Image location labeling entries:
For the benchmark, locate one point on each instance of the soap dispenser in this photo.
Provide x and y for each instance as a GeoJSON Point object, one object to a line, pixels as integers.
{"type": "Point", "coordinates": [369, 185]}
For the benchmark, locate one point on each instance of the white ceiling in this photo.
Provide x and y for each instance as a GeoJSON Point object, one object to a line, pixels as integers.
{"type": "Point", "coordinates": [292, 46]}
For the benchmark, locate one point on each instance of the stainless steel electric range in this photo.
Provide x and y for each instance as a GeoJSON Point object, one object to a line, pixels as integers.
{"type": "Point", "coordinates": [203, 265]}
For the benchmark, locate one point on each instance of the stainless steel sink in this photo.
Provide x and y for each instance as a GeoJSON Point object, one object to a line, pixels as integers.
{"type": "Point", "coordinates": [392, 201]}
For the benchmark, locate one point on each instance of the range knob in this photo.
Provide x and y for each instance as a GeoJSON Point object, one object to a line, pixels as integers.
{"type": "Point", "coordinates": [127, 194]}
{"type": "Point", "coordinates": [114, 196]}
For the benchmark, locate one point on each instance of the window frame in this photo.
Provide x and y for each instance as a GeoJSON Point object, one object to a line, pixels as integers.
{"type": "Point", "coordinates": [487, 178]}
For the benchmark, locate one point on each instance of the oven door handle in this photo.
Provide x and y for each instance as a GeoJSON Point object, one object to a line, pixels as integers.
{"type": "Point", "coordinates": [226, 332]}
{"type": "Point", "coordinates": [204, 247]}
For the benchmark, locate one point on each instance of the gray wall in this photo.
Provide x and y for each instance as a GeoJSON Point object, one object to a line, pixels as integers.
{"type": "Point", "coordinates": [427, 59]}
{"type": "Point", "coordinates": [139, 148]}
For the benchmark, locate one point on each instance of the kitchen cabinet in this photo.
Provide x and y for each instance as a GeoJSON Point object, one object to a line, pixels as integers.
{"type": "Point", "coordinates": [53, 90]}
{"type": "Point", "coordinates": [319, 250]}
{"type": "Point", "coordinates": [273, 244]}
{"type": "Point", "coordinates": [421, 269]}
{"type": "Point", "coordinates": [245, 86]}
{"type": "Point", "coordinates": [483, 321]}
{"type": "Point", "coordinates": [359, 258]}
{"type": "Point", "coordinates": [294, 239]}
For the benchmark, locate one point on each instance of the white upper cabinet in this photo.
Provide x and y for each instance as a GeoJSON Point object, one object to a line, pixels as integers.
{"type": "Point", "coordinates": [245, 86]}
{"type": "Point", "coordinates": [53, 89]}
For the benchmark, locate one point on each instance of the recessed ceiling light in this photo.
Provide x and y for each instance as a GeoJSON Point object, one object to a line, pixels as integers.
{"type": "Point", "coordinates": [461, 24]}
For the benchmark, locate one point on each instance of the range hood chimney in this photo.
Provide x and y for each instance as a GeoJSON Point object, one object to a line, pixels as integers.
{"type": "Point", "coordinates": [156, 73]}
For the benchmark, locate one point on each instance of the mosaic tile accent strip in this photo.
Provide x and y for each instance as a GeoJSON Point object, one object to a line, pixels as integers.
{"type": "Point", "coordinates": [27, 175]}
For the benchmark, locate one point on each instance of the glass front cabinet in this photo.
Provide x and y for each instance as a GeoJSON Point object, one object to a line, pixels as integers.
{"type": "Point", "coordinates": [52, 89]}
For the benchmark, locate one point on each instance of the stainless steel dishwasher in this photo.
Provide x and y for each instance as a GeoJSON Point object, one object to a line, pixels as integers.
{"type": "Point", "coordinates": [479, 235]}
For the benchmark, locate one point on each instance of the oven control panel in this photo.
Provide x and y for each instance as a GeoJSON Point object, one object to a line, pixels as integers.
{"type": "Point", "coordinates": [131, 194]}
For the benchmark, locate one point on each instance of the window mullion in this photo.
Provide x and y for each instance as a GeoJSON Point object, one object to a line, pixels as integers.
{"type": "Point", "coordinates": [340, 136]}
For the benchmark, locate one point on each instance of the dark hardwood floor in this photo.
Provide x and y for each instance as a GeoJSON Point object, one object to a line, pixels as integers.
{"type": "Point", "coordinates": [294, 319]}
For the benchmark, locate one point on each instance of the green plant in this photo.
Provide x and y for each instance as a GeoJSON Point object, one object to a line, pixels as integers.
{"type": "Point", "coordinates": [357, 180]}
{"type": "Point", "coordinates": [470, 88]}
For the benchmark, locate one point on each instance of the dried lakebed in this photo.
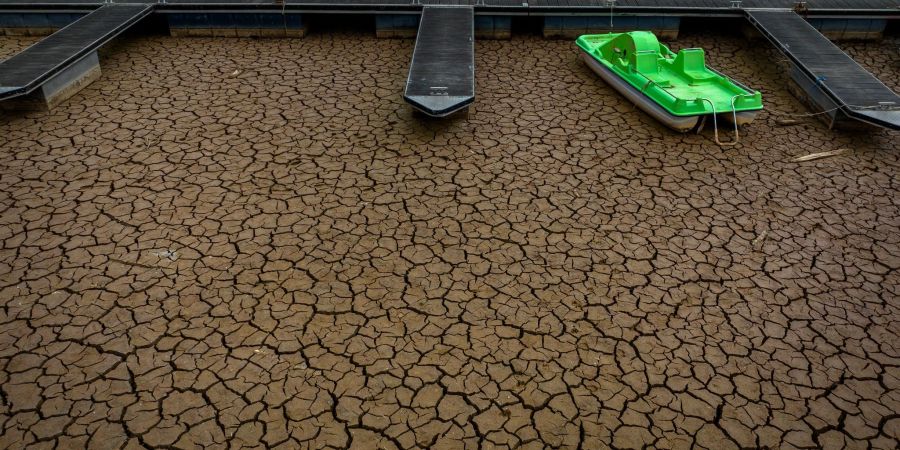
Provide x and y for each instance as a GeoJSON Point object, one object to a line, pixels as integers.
{"type": "Point", "coordinates": [248, 243]}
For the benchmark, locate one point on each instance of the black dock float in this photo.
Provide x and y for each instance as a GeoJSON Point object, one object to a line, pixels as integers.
{"type": "Point", "coordinates": [831, 79]}
{"type": "Point", "coordinates": [442, 73]}
{"type": "Point", "coordinates": [59, 65]}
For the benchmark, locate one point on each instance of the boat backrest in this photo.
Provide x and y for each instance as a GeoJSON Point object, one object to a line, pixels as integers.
{"type": "Point", "coordinates": [646, 61]}
{"type": "Point", "coordinates": [692, 63]}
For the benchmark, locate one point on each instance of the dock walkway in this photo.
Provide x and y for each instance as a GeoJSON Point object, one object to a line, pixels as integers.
{"type": "Point", "coordinates": [442, 72]}
{"type": "Point", "coordinates": [48, 61]}
{"type": "Point", "coordinates": [848, 87]}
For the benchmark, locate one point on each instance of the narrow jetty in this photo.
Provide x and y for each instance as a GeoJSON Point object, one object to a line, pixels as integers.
{"type": "Point", "coordinates": [442, 73]}
{"type": "Point", "coordinates": [57, 66]}
{"type": "Point", "coordinates": [832, 80]}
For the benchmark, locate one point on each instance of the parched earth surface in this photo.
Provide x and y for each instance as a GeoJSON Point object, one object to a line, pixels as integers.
{"type": "Point", "coordinates": [247, 243]}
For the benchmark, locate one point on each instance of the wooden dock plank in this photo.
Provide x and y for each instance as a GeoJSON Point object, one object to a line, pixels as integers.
{"type": "Point", "coordinates": [859, 93]}
{"type": "Point", "coordinates": [29, 68]}
{"type": "Point", "coordinates": [442, 72]}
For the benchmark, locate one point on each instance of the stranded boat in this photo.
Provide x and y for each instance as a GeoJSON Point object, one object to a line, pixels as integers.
{"type": "Point", "coordinates": [676, 89]}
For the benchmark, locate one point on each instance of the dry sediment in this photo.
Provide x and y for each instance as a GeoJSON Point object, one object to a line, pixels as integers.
{"type": "Point", "coordinates": [255, 242]}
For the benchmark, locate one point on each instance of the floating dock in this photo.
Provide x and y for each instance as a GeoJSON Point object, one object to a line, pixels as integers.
{"type": "Point", "coordinates": [834, 82]}
{"type": "Point", "coordinates": [442, 72]}
{"type": "Point", "coordinates": [441, 75]}
{"type": "Point", "coordinates": [57, 66]}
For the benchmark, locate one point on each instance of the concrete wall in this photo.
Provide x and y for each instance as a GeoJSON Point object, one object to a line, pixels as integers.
{"type": "Point", "coordinates": [407, 25]}
{"type": "Point", "coordinates": [236, 25]}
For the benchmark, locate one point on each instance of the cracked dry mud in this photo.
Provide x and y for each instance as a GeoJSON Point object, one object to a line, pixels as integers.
{"type": "Point", "coordinates": [245, 243]}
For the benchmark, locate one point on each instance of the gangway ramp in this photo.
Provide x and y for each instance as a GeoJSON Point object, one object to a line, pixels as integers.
{"type": "Point", "coordinates": [442, 72]}
{"type": "Point", "coordinates": [833, 80]}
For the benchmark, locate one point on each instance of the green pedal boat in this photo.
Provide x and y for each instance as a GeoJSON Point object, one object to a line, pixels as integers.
{"type": "Point", "coordinates": [676, 89]}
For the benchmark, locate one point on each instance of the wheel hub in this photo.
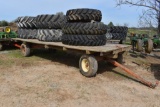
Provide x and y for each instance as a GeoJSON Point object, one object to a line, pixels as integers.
{"type": "Point", "coordinates": [85, 65]}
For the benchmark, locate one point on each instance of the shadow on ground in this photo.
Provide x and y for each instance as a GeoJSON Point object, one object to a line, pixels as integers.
{"type": "Point", "coordinates": [155, 68]}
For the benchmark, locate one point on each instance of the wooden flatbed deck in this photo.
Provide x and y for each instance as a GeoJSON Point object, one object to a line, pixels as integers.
{"type": "Point", "coordinates": [4, 40]}
{"type": "Point", "coordinates": [104, 49]}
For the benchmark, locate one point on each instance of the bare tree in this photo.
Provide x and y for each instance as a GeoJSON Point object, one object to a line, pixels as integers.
{"type": "Point", "coordinates": [150, 16]}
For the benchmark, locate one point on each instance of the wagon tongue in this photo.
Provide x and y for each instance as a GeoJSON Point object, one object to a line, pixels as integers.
{"type": "Point", "coordinates": [133, 74]}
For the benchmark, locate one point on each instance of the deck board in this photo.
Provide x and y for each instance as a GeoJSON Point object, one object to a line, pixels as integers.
{"type": "Point", "coordinates": [105, 48]}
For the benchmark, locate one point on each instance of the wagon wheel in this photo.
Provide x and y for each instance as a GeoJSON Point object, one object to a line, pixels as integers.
{"type": "Point", "coordinates": [139, 45]}
{"type": "Point", "coordinates": [88, 65]}
{"type": "Point", "coordinates": [25, 49]}
{"type": "Point", "coordinates": [1, 47]}
{"type": "Point", "coordinates": [149, 46]}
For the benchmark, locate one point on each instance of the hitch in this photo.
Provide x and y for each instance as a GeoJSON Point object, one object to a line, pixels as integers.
{"type": "Point", "coordinates": [151, 85]}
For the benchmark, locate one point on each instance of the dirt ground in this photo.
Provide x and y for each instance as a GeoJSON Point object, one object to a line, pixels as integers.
{"type": "Point", "coordinates": [53, 80]}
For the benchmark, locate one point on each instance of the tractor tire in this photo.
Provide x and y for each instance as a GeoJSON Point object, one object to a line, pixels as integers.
{"type": "Point", "coordinates": [149, 46]}
{"type": "Point", "coordinates": [83, 15]}
{"type": "Point", "coordinates": [51, 21]}
{"type": "Point", "coordinates": [84, 40]}
{"type": "Point", "coordinates": [88, 65]}
{"type": "Point", "coordinates": [118, 29]}
{"type": "Point", "coordinates": [27, 33]}
{"type": "Point", "coordinates": [26, 22]}
{"type": "Point", "coordinates": [97, 28]}
{"type": "Point", "coordinates": [49, 35]}
{"type": "Point", "coordinates": [139, 45]}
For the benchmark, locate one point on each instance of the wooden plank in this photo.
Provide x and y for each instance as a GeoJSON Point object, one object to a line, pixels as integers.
{"type": "Point", "coordinates": [3, 40]}
{"type": "Point", "coordinates": [106, 48]}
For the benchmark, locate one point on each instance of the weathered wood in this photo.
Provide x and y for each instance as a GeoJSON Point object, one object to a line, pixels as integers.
{"type": "Point", "coordinates": [115, 48]}
{"type": "Point", "coordinates": [4, 40]}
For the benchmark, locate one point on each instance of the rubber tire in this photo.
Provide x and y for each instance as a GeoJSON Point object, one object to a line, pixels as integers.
{"type": "Point", "coordinates": [84, 40]}
{"type": "Point", "coordinates": [26, 22]}
{"type": "Point", "coordinates": [96, 28]}
{"type": "Point", "coordinates": [149, 46]}
{"type": "Point", "coordinates": [51, 21]}
{"type": "Point", "coordinates": [93, 66]}
{"type": "Point", "coordinates": [139, 45]}
{"type": "Point", "coordinates": [1, 46]}
{"type": "Point", "coordinates": [83, 15]}
{"type": "Point", "coordinates": [25, 49]}
{"type": "Point", "coordinates": [27, 33]}
{"type": "Point", "coordinates": [49, 35]}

## Problem to solve
Your task is to output exactly the lines running from the one with "rubber tire in this photo." through the final line of the material above, with both ends included.

## Exercise answer
For the benchmark, locate one point on each instance of the rubber tire in this photo.
Provide x and y for each instance as a GeoJSON Point object, one object to a line, pixels as integers.
{"type": "Point", "coordinates": [84, 40]}
{"type": "Point", "coordinates": [26, 22]}
{"type": "Point", "coordinates": [96, 28]}
{"type": "Point", "coordinates": [149, 46]}
{"type": "Point", "coordinates": [51, 21]}
{"type": "Point", "coordinates": [93, 66]}
{"type": "Point", "coordinates": [139, 45]}
{"type": "Point", "coordinates": [1, 46]}
{"type": "Point", "coordinates": [83, 15]}
{"type": "Point", "coordinates": [25, 49]}
{"type": "Point", "coordinates": [27, 33]}
{"type": "Point", "coordinates": [49, 35]}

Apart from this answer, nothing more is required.